- _Task_: Please output the entries below from the line that contains "Every instance of the white baroque" through the final line, reproduced exactly and alone.

- _Exercise materials_:
○ ○ ○

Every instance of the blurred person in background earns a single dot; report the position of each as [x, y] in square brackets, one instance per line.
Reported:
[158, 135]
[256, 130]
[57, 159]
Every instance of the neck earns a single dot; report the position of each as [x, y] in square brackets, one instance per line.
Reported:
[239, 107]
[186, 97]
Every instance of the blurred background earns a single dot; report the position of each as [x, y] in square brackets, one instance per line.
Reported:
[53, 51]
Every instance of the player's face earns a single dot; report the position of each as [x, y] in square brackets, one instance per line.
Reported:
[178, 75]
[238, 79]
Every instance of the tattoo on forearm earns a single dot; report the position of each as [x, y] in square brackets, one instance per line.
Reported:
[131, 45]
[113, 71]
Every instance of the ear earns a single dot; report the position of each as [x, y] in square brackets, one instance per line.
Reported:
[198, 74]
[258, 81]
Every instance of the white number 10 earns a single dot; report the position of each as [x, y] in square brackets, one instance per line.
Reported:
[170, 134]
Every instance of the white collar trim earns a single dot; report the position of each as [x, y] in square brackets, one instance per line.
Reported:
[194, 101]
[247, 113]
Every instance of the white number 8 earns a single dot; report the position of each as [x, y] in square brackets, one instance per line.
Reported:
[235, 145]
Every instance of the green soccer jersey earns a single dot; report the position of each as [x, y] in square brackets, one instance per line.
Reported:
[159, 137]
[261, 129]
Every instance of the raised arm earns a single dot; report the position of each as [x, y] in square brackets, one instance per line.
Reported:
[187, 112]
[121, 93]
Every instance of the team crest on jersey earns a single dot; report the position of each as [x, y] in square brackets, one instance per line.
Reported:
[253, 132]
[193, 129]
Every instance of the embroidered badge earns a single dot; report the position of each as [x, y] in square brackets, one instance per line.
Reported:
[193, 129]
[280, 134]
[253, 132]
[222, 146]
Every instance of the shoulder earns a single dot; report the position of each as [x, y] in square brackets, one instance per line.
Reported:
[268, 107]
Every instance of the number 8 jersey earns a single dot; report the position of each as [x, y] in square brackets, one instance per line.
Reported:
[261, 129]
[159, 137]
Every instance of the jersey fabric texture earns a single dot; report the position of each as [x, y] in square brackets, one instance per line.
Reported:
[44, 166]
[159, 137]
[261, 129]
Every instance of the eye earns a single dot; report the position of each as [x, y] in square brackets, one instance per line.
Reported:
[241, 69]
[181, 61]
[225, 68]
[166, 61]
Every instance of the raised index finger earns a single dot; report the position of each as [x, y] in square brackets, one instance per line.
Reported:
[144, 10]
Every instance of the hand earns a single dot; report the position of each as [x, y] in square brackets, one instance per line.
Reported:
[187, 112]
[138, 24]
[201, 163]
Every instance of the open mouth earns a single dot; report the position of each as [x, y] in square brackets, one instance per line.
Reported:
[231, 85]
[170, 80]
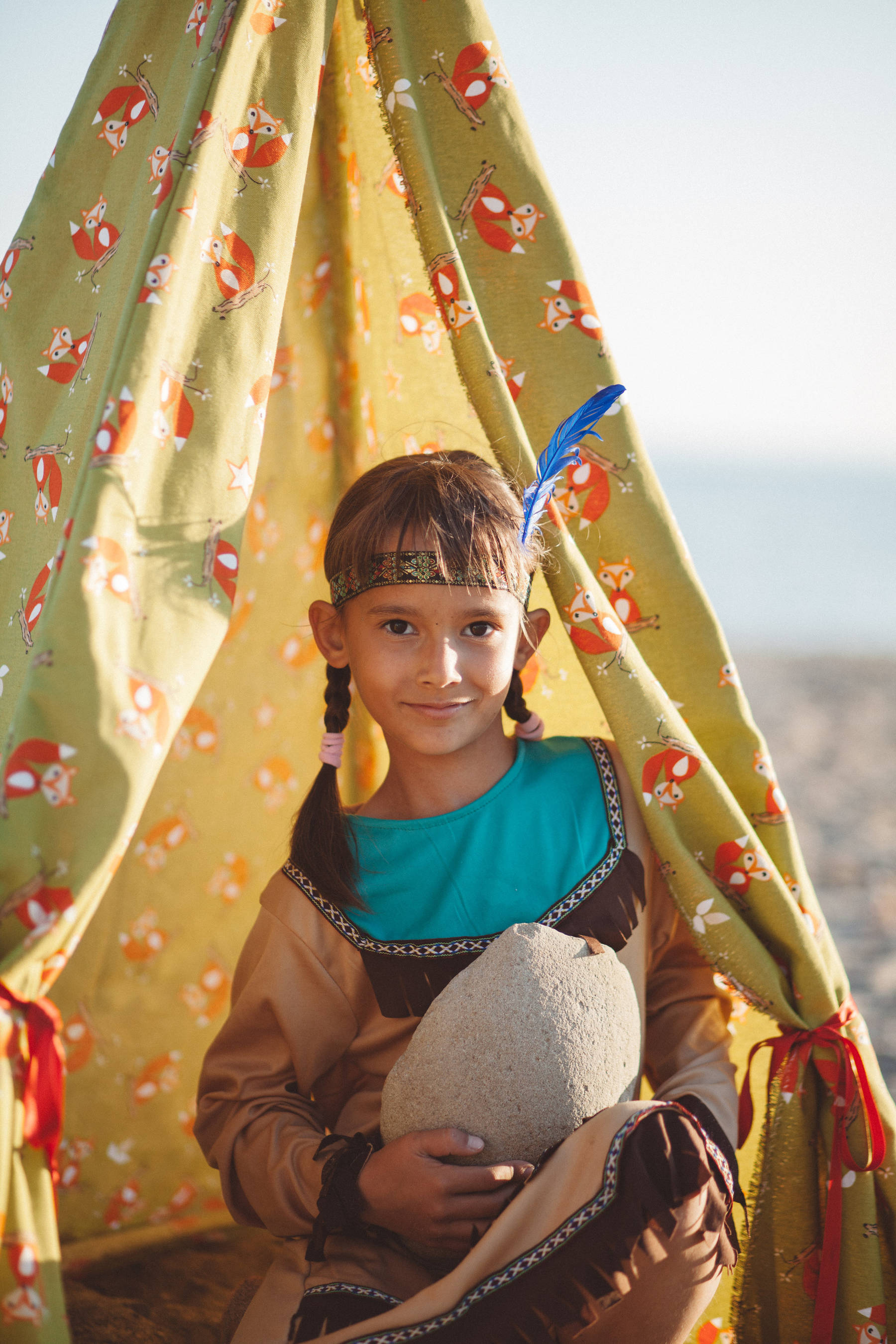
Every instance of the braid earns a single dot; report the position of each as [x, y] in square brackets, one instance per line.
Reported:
[339, 698]
[514, 703]
[322, 843]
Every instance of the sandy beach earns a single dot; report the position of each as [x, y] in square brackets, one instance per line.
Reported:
[831, 725]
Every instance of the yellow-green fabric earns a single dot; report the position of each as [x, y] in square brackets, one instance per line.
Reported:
[426, 296]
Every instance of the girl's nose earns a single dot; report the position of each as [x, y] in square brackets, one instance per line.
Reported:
[440, 666]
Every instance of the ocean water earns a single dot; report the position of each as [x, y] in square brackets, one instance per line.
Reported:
[797, 558]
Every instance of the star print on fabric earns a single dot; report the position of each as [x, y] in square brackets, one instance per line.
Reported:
[241, 477]
[265, 714]
[393, 381]
[190, 212]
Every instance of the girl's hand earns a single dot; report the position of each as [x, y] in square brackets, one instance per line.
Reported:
[408, 1189]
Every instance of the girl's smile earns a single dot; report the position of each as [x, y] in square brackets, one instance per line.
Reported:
[433, 666]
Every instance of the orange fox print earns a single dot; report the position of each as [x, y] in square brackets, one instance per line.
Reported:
[737, 865]
[198, 19]
[95, 239]
[315, 287]
[72, 1155]
[176, 1206]
[6, 401]
[114, 440]
[586, 490]
[47, 476]
[664, 773]
[34, 604]
[514, 381]
[160, 1076]
[258, 394]
[198, 733]
[456, 311]
[144, 940]
[147, 718]
[234, 264]
[209, 997]
[39, 767]
[7, 266]
[276, 782]
[229, 878]
[39, 910]
[162, 162]
[617, 578]
[124, 107]
[559, 312]
[776, 811]
[493, 213]
[605, 635]
[174, 417]
[418, 316]
[68, 354]
[24, 1304]
[810, 918]
[266, 16]
[162, 840]
[78, 1038]
[874, 1328]
[469, 87]
[124, 1205]
[715, 1333]
[158, 279]
[261, 143]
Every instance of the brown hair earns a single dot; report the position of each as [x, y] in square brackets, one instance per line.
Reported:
[470, 518]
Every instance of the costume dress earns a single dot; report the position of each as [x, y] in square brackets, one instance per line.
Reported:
[324, 1003]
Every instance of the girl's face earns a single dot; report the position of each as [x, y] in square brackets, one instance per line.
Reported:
[432, 665]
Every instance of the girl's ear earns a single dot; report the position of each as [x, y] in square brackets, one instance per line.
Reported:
[531, 635]
[330, 636]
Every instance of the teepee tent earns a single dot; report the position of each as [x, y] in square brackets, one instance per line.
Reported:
[276, 244]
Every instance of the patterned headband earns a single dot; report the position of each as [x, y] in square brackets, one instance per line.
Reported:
[391, 567]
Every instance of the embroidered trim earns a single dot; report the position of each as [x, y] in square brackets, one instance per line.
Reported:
[352, 1291]
[450, 948]
[389, 567]
[551, 1243]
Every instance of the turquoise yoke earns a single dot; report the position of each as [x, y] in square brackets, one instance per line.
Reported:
[504, 859]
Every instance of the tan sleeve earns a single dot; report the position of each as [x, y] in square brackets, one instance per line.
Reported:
[687, 1031]
[256, 1121]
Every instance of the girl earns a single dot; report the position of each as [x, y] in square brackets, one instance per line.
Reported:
[620, 1234]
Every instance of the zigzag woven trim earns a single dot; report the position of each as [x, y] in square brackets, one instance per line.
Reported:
[450, 948]
[352, 1291]
[605, 1197]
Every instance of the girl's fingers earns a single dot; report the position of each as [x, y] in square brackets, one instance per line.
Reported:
[458, 1237]
[460, 1180]
[472, 1207]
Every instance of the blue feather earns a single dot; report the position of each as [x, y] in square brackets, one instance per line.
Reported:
[560, 452]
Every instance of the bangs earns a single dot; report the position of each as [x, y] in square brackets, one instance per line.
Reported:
[453, 504]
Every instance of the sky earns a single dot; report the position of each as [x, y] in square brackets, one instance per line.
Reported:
[727, 175]
[726, 172]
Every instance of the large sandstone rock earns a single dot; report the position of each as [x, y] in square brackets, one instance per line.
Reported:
[519, 1049]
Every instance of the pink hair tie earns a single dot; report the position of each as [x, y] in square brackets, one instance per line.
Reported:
[533, 730]
[331, 752]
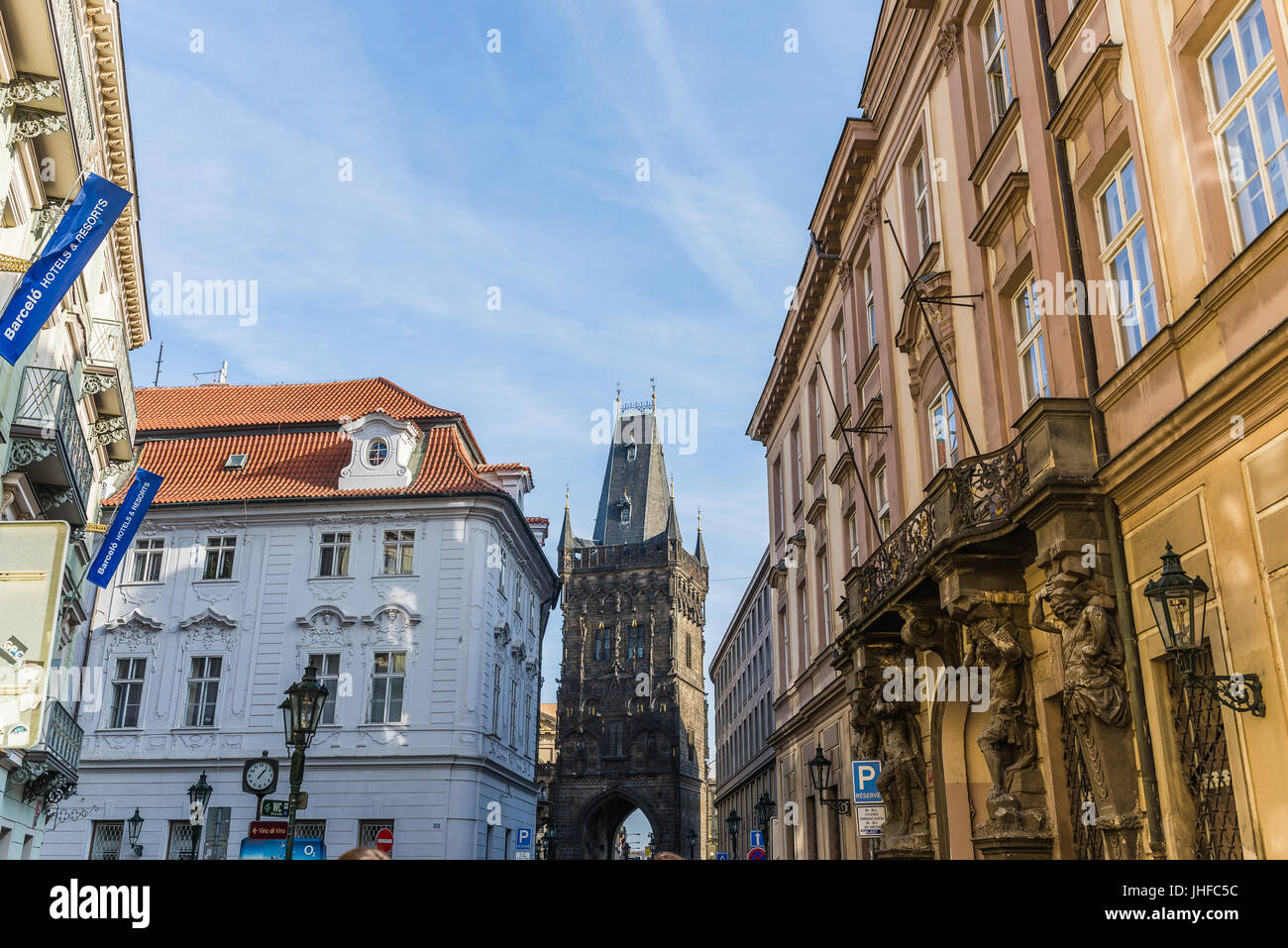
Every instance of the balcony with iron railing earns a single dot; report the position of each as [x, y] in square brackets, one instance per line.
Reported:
[50, 445]
[974, 500]
[51, 769]
[108, 381]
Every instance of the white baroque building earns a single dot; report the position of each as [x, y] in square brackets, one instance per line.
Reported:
[347, 524]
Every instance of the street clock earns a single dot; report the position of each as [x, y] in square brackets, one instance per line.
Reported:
[259, 776]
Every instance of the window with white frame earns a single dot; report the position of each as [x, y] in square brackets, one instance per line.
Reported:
[329, 677]
[943, 429]
[387, 674]
[1245, 107]
[399, 548]
[334, 558]
[1029, 346]
[997, 69]
[845, 369]
[883, 501]
[147, 561]
[870, 305]
[127, 691]
[202, 690]
[921, 200]
[1125, 256]
[106, 840]
[219, 558]
[514, 711]
[496, 699]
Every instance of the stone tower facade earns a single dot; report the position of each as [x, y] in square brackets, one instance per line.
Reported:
[631, 704]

○ ○ ○

- _Solution to this problem_:
Every instance of the white baroque building earns a single dot; report the position of each as [x, y] in square brackets, one instance per line.
Reported:
[347, 524]
Every instance of the street clock earns a single dot; report the position of each as [x, y] in square brackets, one instance per line.
Reported:
[259, 776]
Every instance of the window with white frame earns a single dot; report the position of each as [x, y] in square brackets, one instance per line.
Reported:
[329, 677]
[943, 429]
[387, 674]
[1245, 107]
[399, 548]
[334, 558]
[1029, 346]
[997, 69]
[845, 369]
[883, 501]
[147, 561]
[870, 305]
[127, 691]
[202, 690]
[921, 200]
[1125, 256]
[106, 840]
[219, 558]
[514, 711]
[496, 699]
Every instance of the stone tower facade earns a single dot; report the position of each as [x, y] in square brackets, one instance per line.
Reported:
[631, 704]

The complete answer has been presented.